Доктрина божественной монархии должна была потерпеть крах перед лицом тринитарного догмата, а толкование pax augusta – перед утверждением христианской эсхатологии. Таким образом, не только теологически упразднен монотеизм как политическая проблема, а христианская вера освобождена от своей связи с римской империей, но и осуществлен разрыв со всякой «политической теологией». Лишь на почве иудаизма и язычества может существовать нечто вроде «политической теологии». [P. 58–59.]
Примечание к этому отрывку, которым завершается книга (но можно было бы сказать, что весь трактат был написан в предвкушении этого примечания), гласит:
Понятие «политическая теология» было введено в литературу, насколько мне известно, Карлом Шмиттом, «Politische theologie», Mюнхен, 1922 год. Его тогдашние краткие соображения не были системно изложены. Здесь на конкретном примере мы попытались показать теологическую невозможность «политической теологии». [P. 81.]
ℵ Тезисы Евсевия, утверждающие соответствие между установлением единой светской власти, концом полиархии и торжеством единого истинного бога, обнаруживают ряд сходств с тезисом Негри – Хардта, согласно которому преодоление национальных Государств в единой глобальной капиталистической империи открывает путь к торжеству коммунизма. Однако если доктрина теологического парикмахера Константина имела явное тактическое значение и действовала не против, а в пользу заключения союза между всеобщей властью Константина и Церковью, тезис Негри – Хардта не может трактоваться cхожим образом и поэтому остается по меньшей мере загадочным.
1.6. В аргументации Петерсона ключевая стратегическая роль отведена одному положению каппадокийского теолога IV века Григория Назианзина. Согласно грубому компендиуму, в котором Петерсон передает его мысль, Григорий наделяет тринитарный догмат «предельной теологической глубиной», противопоставляя «монархии единой личности» «монархию триединого Бога»:
Христиане […] признают себя в монархии Бога; речь, безусловно, идет не о монархии единой личности в божестве, ибо она несет в себе зерно внутреннего раскола [Zwiespalt], но о монархии триединого Бога. Этот принцип единства не имеет аналога в человеческой природе. При таком положении дел монотеизм как политическая проблема оказывается теологически устранен. [Р. 57–58].
Любопытно, однако, что в своем запоздалом возражении Шмитт прибегает к тому же отрывку, который проанализировал Петерсон, – но для того, чтобы сделать во многом противоположные выводы. По мысли правоведа, Григорий Назианзин ввел своего рода теорию гражданской войны («подлинную теолого-политическую стасиологию») в сердце учения о триединстве (Schmitt 2. Р. 92): таким образом, можно сказать, что он все еще применял теолого-политическую парадигму, отсылающую к оппозиции друг/враг.
Впрочем, мысль о том, что разработка тринитарной теологии сама по себе представляет собой достаточное условие для устранения любой теолого-политической концепции божественной монархии, вовсе не является очевидной. Петерсон сам вспоминает в контексте разговора о Тертуллиане попытки христианских апологетов примирить тринитарную теологию с образом единого императора, который отправляет свою единую власть через наместников и министров. Но даже отрывок из речи Григория Назианзина, смысл которого Петерсон передает довольно небрежно, в качестве аргумента теряет свою убедительность, будучи представлен в своем изначальном контекстe.

_ЗАДАНИЕ:_
Подхватите отрывок о политической теологии и продолжите его, начав сразу после последнего предложения. Строки ниже — отдельный материал и к отрывку о политической теологии не относятся.

[Строки, взятые из коллекции]
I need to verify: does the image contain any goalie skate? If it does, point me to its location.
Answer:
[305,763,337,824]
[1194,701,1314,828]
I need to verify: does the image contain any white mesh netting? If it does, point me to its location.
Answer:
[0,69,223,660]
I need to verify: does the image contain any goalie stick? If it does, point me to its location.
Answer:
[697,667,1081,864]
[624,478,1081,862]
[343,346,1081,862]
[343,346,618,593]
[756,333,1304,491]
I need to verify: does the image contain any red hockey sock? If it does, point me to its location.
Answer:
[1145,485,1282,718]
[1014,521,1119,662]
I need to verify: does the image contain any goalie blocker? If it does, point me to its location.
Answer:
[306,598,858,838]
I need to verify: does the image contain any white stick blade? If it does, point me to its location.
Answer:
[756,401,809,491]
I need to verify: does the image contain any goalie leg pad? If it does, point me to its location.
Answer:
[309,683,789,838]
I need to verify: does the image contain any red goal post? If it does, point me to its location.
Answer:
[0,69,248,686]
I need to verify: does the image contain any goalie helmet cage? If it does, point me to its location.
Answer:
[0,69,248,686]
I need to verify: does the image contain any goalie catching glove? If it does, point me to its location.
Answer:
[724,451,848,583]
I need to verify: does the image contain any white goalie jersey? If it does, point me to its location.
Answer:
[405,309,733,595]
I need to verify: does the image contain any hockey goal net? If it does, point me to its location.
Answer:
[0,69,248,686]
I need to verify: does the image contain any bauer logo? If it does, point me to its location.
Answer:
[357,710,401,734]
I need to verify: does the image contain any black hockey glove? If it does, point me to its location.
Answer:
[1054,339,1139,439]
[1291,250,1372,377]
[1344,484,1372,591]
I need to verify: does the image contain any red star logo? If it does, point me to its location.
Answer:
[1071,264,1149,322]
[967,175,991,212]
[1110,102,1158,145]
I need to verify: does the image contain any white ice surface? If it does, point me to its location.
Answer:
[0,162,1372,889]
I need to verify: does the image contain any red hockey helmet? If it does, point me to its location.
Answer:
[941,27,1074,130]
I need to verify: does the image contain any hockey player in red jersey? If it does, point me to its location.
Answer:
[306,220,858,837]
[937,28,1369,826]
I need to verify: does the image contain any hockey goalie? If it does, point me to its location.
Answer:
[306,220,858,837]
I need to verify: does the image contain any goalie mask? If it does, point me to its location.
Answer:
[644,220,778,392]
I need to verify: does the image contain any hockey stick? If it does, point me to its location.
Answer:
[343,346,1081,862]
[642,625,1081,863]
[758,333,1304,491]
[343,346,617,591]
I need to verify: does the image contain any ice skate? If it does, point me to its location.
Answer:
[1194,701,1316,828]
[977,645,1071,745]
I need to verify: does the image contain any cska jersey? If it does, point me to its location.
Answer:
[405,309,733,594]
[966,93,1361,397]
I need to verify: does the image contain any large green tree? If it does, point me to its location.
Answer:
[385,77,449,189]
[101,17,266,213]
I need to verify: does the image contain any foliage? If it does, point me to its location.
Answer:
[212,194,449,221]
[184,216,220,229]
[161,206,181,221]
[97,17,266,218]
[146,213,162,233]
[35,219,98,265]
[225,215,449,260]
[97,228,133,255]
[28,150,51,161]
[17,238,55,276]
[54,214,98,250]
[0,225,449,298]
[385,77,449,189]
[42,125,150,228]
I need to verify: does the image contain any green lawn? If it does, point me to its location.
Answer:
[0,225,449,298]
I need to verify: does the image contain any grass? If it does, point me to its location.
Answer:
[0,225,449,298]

_ОТВЕТ:_
Текст является частью корпуса из пяти речей, которые обычно определяют как «теологические», так как в совокупности они составляют настоящий трактат о Троице. Теология каппадокийцев, главным представителем которых наряду с Василием Кесарийским и Григорием Нисским является Григорий Назианзин, направлена на устранение остатков сопротивления ариан и сторонников учения о единосущии[26] и на разработку доктрины единой сущности в трех различных ипостасях, которая окончательно будет утверждена в 381 году на Константинопольском соборе. Таким образом, речь шла о том, чтобы рационально совместить осмысление божества в монархическом ключе, внутренне присущее понятию homoousia, и утверждение трех ипостасей (Отца, Сына и Святого Духа). Трудность и парадоксальность такого совмещения во всей своей полноте явствует из вышеупомянутого текста Григория, озаглавленного «Peri Yiou», «О Сыне». Именно в этом контексте следует толковать отрывок, процитированный Петерсоном:
Существуют три древнейших мнения относительно Бога: анархия, полиархия и монархия. С первыми двумя играют дети греков – и пусть играют себе в волю. Анархия, в самом деле, есть отсутствие порядка; полиархия есть гражданская война [stasiōdes], в этом смысле анархичная и беспорядочная. Обе они ведут к одному и тому же исходу – беспорядку, влекущему за собой распад. Беспорядок действительно предваряет распад. Мы же почитаем монархию; но не ту монархию, которую определяет одна-единственная личность, – ибо даже единственная личность, если она войдет в состояние гражданской войны [stasiazon pros heauto] с самой собой, порождает множественность, – но ту монархию, которая строится на равенстве природного достоинства, на единении ума, на тождестве движения, на стремлении ее элементов к единству и схождении в нем: все это недоступно природе сотворенного. Таким образом, даже если она различается численно, в сущности своей она неделима. Поэтому монада, которая изначально стремилась к диаде, обрела покой в триаде. Это и есть для нас Отец, Сын и Святой Дух; первый производитель [gennētōr] и источник [proboleus], безусловно, свободный от страстей, вне времени и бестелесный… [Greg. Naz. Or., XXIX, 2. Р. 694].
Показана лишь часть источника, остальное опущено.